The agitated Marines then test the PUCs for gunpowder residue by swabbing their hands and faces with a little patch of adhesive plastic. No residue. They release the men, search a few homes, scaring the shit out of kids and adults, and come up empty handed. The shooter - insurgent, terrorist, bored schmuck, whomever – has disappeared, trailing nothing but a handful of bullet casings. The patrol heads back into base and the next one goes out. Business as usual. The follow-on unit and the citizens of Hit inherit the fallout, as nasty or benign as it may be. But that’s just this civilian’s opinion.
Charlie Co.’s First Sergeant, Michael Wootten, gathers his 200-some odd Marines this morning outside their tents here at Al Asad. The fierce rain that started late last night peters off and the sun rises through abundant clouds.
“There’s one question that I want to address that was brought up already by first platoon, so you’ll have to bear with me,” he begins. Wootten’s commanding voice cuts through the drone of generators and the whipping wind.
“That was, there was no reason for us to be here. There was no reason for Charlie Company or BLT 1/2 to be in Iraq. Now, gimme a show of hands of who was drafted here.” No hands shoot up. “Not one of you was drafted, right? You volunteered to come into the Marine Corps, and I’ll tell you what that means to me and hopefully what it means to you. I joined the Marine Corps because it’s a warrior nation, because we are fighters. We don’t hold back when there’s a fight going on and say, Hey, you know what? I’d just rather turn squares out here in the ocean and hit port calls than go fight the fight. If you feel that way, then I invite you to get the fuck out when your EAS [Expiration of Active Service] is up and go join the Air Force. Oorah?”
“Er!” the men of Charlie reply in unison.

▶ [Dataset items]:
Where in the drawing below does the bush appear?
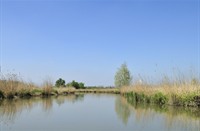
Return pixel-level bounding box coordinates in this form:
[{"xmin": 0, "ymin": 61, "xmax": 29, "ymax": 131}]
[
  {"xmin": 115, "ymin": 64, "xmax": 132, "ymax": 87},
  {"xmin": 0, "ymin": 91, "xmax": 4, "ymax": 99},
  {"xmin": 55, "ymin": 78, "xmax": 65, "ymax": 87},
  {"xmin": 67, "ymin": 80, "xmax": 85, "ymax": 89},
  {"xmin": 152, "ymin": 92, "xmax": 168, "ymax": 105}
]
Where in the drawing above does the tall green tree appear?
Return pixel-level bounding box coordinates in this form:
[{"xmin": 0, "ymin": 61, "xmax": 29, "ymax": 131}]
[
  {"xmin": 55, "ymin": 78, "xmax": 65, "ymax": 87},
  {"xmin": 115, "ymin": 63, "xmax": 132, "ymax": 87}
]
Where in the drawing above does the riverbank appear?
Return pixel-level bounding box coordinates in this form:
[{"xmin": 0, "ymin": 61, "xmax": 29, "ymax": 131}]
[
  {"xmin": 120, "ymin": 84, "xmax": 200, "ymax": 107},
  {"xmin": 0, "ymin": 76, "xmax": 200, "ymax": 107}
]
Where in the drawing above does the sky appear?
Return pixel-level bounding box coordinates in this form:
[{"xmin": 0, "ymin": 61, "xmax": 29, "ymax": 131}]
[{"xmin": 0, "ymin": 0, "xmax": 200, "ymax": 86}]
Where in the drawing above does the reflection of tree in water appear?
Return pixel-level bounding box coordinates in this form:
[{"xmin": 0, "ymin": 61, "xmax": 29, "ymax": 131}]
[
  {"xmin": 115, "ymin": 96, "xmax": 131, "ymax": 124},
  {"xmin": 121, "ymin": 97, "xmax": 200, "ymax": 131},
  {"xmin": 55, "ymin": 94, "xmax": 84, "ymax": 106},
  {"xmin": 42, "ymin": 97, "xmax": 53, "ymax": 112}
]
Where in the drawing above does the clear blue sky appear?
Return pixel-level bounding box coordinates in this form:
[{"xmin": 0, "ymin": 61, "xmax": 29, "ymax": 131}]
[{"xmin": 1, "ymin": 0, "xmax": 200, "ymax": 86}]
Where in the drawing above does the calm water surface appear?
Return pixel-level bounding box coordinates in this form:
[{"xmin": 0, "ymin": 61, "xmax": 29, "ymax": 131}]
[{"xmin": 0, "ymin": 94, "xmax": 200, "ymax": 131}]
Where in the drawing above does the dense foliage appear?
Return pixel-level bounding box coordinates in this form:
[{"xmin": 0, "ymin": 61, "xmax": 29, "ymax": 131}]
[
  {"xmin": 55, "ymin": 78, "xmax": 65, "ymax": 87},
  {"xmin": 115, "ymin": 64, "xmax": 132, "ymax": 87},
  {"xmin": 67, "ymin": 80, "xmax": 85, "ymax": 89}
]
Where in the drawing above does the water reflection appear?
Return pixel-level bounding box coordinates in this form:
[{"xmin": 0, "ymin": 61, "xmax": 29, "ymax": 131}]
[
  {"xmin": 115, "ymin": 96, "xmax": 200, "ymax": 131},
  {"xmin": 0, "ymin": 94, "xmax": 84, "ymax": 125},
  {"xmin": 0, "ymin": 94, "xmax": 200, "ymax": 131}
]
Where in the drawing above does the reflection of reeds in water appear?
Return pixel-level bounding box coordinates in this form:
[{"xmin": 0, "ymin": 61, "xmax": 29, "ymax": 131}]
[
  {"xmin": 0, "ymin": 94, "xmax": 84, "ymax": 124},
  {"xmin": 0, "ymin": 99, "xmax": 39, "ymax": 124},
  {"xmin": 115, "ymin": 97, "xmax": 200, "ymax": 131}
]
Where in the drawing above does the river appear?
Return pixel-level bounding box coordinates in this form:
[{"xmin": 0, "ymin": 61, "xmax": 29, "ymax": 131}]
[{"xmin": 0, "ymin": 94, "xmax": 200, "ymax": 131}]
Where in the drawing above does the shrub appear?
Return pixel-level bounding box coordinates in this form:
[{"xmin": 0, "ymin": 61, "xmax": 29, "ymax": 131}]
[
  {"xmin": 0, "ymin": 91, "xmax": 4, "ymax": 99},
  {"xmin": 55, "ymin": 78, "xmax": 65, "ymax": 87},
  {"xmin": 152, "ymin": 92, "xmax": 168, "ymax": 105},
  {"xmin": 115, "ymin": 64, "xmax": 132, "ymax": 87},
  {"xmin": 67, "ymin": 80, "xmax": 85, "ymax": 89}
]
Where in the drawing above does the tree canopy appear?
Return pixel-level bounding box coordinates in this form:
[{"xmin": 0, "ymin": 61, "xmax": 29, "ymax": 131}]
[{"xmin": 115, "ymin": 63, "xmax": 132, "ymax": 87}]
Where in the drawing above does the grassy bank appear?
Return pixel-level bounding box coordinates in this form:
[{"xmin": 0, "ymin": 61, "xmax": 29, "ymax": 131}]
[
  {"xmin": 0, "ymin": 75, "xmax": 200, "ymax": 107},
  {"xmin": 120, "ymin": 83, "xmax": 200, "ymax": 107},
  {"xmin": 0, "ymin": 75, "xmax": 120, "ymax": 99}
]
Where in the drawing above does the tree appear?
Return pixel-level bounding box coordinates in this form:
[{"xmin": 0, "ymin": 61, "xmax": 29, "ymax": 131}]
[
  {"xmin": 115, "ymin": 63, "xmax": 132, "ymax": 87},
  {"xmin": 56, "ymin": 78, "xmax": 65, "ymax": 87},
  {"xmin": 67, "ymin": 80, "xmax": 85, "ymax": 89},
  {"xmin": 79, "ymin": 82, "xmax": 85, "ymax": 89}
]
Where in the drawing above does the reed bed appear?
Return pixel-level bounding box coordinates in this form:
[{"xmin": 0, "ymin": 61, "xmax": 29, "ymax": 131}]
[{"xmin": 120, "ymin": 81, "xmax": 200, "ymax": 107}]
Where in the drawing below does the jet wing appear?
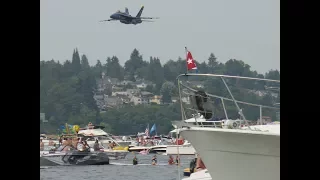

▶ [STUDY QUESTIONS]:
1 – Please list every named place mentioned in the Charlie Company passage.
2 – Continue the Charlie Company passage from its final line.

▶ [ANSWERS PER TASK]:
1 – Hit, Al Asad, Iraq

2 –
“I know it was hard for you to see the difference because you’re out humping that damn flak jacket three, four times a day, coming back in and collapsing in your rack in your own damn filth and sweat – and some of you who didn’t take a shower for the whole damn time we were out there.” A heartier “Er!” this time - and laughter.
“So it’s hard to see what difference you make,” Wootten continues. The Marine brought a measure of peace to Hit, he tells them, under the leaderhip of the Commanding Officer, Capt. Dave Handy. “Because I’m sure you heard, within 24 hours of you leaving, it went to shit.”
“You showed the people of Iraq the gift of freedom that we give them, because I believe we live in a nation that has everything. Some take the gift, some don’t take the gift. Some spit in our face when we give it to them, but still we offer it. But in no way, shape, or form do I want you to think that it was useless that we went in there because we lost three Marines there, and you’re disgracing them if you even think that. Oorah?” The response: “Er.”
The First Sergeant then segues into administrative matters – plans for the upcoming memorial and arrangements for liberty calls, upcoming training operations, and the eventual float home to North Carolina.